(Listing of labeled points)
· · · · · · ·

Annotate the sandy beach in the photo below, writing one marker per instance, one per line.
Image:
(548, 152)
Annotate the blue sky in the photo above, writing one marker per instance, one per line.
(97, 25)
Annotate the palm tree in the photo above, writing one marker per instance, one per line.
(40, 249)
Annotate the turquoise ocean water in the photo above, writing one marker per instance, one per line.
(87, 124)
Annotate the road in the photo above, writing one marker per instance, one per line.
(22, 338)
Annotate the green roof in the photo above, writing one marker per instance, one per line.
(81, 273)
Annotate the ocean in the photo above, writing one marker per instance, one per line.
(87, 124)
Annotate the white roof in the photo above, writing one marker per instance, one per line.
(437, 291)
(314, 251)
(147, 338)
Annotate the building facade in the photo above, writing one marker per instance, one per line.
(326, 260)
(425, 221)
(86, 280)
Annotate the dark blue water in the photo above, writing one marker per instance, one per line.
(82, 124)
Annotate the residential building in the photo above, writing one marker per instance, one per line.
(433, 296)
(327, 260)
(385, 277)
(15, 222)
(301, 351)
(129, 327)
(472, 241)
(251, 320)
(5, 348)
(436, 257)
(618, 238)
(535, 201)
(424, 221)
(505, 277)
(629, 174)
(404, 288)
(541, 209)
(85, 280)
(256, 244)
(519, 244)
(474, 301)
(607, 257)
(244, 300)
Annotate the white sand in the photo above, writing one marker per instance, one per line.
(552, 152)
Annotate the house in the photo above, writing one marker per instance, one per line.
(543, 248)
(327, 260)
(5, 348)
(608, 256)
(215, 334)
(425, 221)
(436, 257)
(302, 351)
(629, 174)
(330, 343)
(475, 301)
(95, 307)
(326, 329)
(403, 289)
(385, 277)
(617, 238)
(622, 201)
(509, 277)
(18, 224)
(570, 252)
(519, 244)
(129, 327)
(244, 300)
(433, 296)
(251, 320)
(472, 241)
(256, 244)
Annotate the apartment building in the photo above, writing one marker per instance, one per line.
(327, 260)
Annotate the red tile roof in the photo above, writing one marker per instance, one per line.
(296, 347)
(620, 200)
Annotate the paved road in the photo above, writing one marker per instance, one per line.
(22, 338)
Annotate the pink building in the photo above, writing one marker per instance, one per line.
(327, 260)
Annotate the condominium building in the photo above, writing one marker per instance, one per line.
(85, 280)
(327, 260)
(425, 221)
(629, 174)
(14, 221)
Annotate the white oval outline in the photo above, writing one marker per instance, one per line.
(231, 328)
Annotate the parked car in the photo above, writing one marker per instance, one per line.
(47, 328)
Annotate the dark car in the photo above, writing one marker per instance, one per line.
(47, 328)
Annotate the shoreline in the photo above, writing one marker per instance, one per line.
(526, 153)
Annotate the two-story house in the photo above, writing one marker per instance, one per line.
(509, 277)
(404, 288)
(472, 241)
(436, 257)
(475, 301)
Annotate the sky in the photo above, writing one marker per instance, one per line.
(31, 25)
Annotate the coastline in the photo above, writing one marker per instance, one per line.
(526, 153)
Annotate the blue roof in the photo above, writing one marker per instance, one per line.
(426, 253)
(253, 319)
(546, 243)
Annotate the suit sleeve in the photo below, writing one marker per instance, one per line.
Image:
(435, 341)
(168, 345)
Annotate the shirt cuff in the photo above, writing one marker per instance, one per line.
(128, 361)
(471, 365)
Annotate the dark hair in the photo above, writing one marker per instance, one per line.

· · · · · · ·

Task statement: Add 120 to every coordinate value in the answers, and write out again all lines from the one containing "Annotate the suit" through the end of the listing, inclusive, keeping the requests too.

Exercise answer:
Annotate the suit sleeve in the photo below, writing one marker per instance, one per line.
Image:
(555, 461)
(288, 465)
Annotate the shirt cuff in the photo above, writing one marker per instance, one per line.
(248, 481)
(591, 485)
Annotate the dark hair in the photo above, writing one marker per instance, one per line.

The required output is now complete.